PROBLEM REQUIREMENTS:
Identify each line of the material that contains the string "hands", with uppercase and lowercase treated as different, and copy every such line.
## begin AVAILABLE RECORDS
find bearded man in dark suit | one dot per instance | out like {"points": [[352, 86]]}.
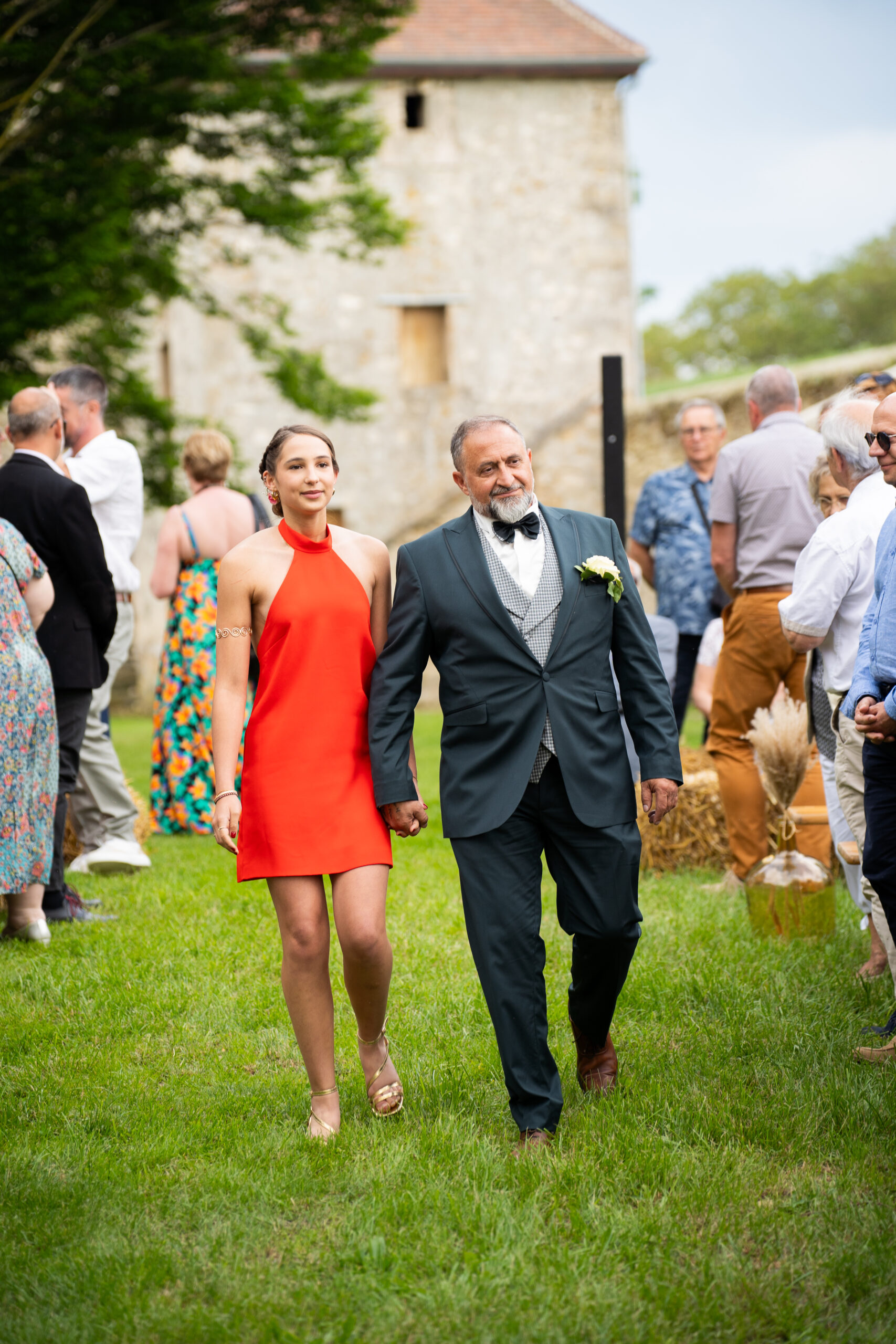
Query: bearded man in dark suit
{"points": [[54, 517], [534, 760]]}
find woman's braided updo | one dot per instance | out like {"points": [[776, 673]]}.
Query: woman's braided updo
{"points": [[272, 454]]}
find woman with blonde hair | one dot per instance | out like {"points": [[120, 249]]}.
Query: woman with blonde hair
{"points": [[315, 603], [193, 541]]}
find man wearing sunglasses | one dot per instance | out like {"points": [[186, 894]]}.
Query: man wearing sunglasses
{"points": [[872, 697]]}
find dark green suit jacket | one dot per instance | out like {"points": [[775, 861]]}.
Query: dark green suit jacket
{"points": [[495, 695]]}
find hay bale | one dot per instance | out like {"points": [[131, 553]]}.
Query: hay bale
{"points": [[73, 846], [695, 835]]}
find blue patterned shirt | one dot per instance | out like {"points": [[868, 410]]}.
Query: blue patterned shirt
{"points": [[668, 521]]}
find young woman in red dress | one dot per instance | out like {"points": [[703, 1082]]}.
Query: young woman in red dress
{"points": [[315, 601]]}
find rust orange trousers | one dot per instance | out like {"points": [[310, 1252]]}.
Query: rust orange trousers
{"points": [[754, 659]]}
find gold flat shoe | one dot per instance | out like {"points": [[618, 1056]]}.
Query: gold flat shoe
{"points": [[324, 1092], [390, 1092]]}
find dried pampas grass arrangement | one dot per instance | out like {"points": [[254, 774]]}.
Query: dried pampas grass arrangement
{"points": [[779, 740]]}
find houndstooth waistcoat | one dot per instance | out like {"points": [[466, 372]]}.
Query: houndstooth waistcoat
{"points": [[535, 617]]}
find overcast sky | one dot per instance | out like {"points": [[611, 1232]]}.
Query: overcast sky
{"points": [[763, 133]]}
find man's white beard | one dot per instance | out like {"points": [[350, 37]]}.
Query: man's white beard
{"points": [[507, 510]]}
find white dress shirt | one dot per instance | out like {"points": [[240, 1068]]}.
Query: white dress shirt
{"points": [[109, 469], [835, 579], [523, 558], [30, 452]]}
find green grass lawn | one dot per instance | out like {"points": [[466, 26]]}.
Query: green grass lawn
{"points": [[156, 1183]]}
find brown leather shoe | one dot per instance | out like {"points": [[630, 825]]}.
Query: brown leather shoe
{"points": [[531, 1139], [878, 1054], [597, 1067]]}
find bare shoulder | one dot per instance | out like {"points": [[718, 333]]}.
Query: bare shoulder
{"points": [[251, 551]]}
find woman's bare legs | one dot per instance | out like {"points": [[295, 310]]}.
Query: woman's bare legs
{"points": [[304, 930], [25, 906], [359, 910]]}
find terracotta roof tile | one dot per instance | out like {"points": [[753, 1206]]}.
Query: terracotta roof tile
{"points": [[481, 35]]}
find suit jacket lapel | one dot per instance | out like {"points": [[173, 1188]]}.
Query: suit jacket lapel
{"points": [[566, 543], [465, 549]]}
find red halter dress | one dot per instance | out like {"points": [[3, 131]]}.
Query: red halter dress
{"points": [[307, 791]]}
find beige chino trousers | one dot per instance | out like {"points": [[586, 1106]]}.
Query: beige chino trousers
{"points": [[851, 791], [100, 805]]}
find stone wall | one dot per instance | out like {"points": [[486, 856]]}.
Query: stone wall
{"points": [[567, 456], [518, 193]]}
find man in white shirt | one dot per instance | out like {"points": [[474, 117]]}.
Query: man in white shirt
{"points": [[108, 467], [833, 585]]}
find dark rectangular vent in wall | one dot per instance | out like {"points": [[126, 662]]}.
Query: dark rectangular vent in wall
{"points": [[414, 111]]}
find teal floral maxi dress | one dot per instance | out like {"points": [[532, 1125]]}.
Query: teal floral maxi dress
{"points": [[183, 780], [29, 743]]}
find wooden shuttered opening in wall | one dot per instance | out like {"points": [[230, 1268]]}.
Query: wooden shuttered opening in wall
{"points": [[424, 346]]}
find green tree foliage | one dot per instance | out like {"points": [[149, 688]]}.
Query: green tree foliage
{"points": [[120, 125], [750, 319]]}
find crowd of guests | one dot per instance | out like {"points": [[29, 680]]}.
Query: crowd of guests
{"points": [[71, 505], [770, 557], [773, 557]]}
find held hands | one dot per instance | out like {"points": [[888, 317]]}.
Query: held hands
{"points": [[873, 721], [659, 797], [226, 823], [406, 819]]}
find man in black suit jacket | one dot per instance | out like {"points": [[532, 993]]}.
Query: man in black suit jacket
{"points": [[54, 517], [534, 757]]}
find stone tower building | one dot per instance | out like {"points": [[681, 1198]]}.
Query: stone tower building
{"points": [[505, 150]]}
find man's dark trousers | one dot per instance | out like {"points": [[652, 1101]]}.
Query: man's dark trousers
{"points": [[597, 875], [879, 855], [71, 718]]}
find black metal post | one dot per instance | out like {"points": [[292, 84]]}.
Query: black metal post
{"points": [[614, 443]]}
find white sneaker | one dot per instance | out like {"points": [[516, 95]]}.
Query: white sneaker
{"points": [[113, 857], [37, 932]]}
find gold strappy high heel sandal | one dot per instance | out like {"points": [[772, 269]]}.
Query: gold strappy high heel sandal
{"points": [[390, 1092], [324, 1092]]}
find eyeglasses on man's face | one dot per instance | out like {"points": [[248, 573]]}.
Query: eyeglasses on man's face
{"points": [[884, 440], [879, 380]]}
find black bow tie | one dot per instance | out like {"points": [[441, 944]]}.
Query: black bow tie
{"points": [[530, 524]]}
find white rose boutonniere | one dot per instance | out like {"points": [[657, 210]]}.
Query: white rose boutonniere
{"points": [[602, 568]]}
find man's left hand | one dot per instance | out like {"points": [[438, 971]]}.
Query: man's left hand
{"points": [[659, 797], [875, 723]]}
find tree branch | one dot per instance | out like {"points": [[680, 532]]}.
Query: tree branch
{"points": [[94, 14], [23, 18]]}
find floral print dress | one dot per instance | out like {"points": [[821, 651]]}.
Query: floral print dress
{"points": [[183, 780], [29, 742]]}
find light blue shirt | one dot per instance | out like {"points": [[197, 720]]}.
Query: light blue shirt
{"points": [[876, 660], [668, 518]]}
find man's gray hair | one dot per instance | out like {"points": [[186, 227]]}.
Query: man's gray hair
{"points": [[471, 426], [703, 401], [773, 389], [44, 412], [87, 383], [847, 435]]}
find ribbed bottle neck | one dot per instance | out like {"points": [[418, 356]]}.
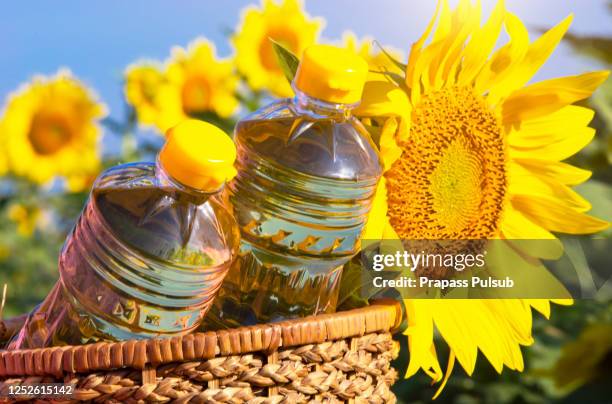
## end AVAILABLE RECORDS
RESPONSE BELOW:
find held hands | one dot per instance | out like {"points": [[888, 317]]}.
Query: held hands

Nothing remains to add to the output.